:: Records for this exercise ::
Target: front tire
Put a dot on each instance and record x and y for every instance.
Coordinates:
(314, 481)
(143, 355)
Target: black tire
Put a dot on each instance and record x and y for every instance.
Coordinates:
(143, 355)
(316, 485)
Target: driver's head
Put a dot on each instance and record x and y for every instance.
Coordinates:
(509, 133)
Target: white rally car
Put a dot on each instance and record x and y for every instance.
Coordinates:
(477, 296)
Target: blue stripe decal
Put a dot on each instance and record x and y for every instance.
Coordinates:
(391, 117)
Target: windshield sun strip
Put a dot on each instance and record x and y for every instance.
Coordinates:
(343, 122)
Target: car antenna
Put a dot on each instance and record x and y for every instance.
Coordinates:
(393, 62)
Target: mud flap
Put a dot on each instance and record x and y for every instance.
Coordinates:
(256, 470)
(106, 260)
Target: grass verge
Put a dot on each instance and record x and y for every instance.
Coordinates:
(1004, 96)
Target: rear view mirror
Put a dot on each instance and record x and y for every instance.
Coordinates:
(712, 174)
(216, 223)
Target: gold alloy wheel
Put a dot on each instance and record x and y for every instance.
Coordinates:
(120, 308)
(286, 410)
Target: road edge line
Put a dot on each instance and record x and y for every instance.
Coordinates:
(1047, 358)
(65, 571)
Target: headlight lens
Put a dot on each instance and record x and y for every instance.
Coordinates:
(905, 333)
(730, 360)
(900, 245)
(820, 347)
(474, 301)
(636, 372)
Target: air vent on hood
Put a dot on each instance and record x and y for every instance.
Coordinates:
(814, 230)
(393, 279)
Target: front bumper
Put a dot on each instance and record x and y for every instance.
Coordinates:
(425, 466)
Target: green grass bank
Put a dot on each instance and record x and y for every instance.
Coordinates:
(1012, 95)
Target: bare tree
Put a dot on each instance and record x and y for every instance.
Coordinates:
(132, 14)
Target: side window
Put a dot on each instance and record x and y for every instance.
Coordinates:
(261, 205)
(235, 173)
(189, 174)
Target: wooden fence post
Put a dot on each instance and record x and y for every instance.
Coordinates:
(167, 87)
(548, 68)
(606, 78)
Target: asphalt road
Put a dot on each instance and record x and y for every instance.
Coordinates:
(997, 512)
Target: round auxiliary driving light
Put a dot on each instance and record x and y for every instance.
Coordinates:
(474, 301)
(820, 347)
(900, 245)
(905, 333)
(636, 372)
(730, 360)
:::
Your task: Every line from the data above that contains "grass" must appear in the answer.

Answer space:
Target: grass verge
Target: green grass bank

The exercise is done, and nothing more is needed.